■ Ejercicio propuesto ■
Devuelve sin cambios todas las líneas desde la que contiene "Each instance of the landing gear gets" hasta la última, ambas incluidas.

[Datos recopilados]
════════════════

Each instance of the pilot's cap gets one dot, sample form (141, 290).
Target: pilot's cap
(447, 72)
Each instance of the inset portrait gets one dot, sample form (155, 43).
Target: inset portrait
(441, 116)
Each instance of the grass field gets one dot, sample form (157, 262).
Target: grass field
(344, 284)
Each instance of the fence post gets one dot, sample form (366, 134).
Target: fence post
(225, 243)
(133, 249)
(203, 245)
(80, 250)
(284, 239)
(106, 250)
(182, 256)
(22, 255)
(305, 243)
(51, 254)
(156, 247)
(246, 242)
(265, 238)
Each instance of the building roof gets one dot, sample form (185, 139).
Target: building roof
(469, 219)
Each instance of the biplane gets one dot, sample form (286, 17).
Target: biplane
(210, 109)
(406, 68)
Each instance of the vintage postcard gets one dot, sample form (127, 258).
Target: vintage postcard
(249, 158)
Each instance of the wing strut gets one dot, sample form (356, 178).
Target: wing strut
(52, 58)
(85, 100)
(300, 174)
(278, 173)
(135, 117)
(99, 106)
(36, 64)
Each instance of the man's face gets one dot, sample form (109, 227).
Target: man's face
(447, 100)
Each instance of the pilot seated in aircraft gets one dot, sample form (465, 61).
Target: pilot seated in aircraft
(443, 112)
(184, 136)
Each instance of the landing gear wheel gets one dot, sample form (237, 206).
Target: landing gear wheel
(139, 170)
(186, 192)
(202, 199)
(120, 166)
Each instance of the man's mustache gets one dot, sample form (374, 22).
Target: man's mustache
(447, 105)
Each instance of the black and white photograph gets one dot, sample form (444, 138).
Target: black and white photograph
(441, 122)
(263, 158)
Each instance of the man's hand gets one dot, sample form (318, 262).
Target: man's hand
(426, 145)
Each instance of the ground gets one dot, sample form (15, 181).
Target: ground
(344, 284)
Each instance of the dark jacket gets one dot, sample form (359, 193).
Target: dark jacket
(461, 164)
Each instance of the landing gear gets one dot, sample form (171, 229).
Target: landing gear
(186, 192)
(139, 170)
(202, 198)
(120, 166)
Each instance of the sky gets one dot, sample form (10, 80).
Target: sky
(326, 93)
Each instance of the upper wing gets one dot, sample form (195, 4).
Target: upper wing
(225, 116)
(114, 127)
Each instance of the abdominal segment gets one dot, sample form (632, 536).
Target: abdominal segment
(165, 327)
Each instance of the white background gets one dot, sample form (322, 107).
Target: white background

════════════════

■ Resultado ■
Each instance of the landing gear gets one dot, sample form (171, 229).
Target: landing gear
(186, 192)
(139, 170)
(202, 198)
(120, 166)
Each instance of the sky gets one dot, sample form (10, 80).
Target: sky
(326, 93)
Each instance of the upper wing gets one dot, sample form (195, 4).
Target: upper wing
(225, 116)
(114, 127)
Each instance of the abdominal segment gets one dot, sample form (632, 536).
Target: abdominal segment
(165, 327)
Each instance of the white background gets one dot, sample form (322, 107).
Target: white background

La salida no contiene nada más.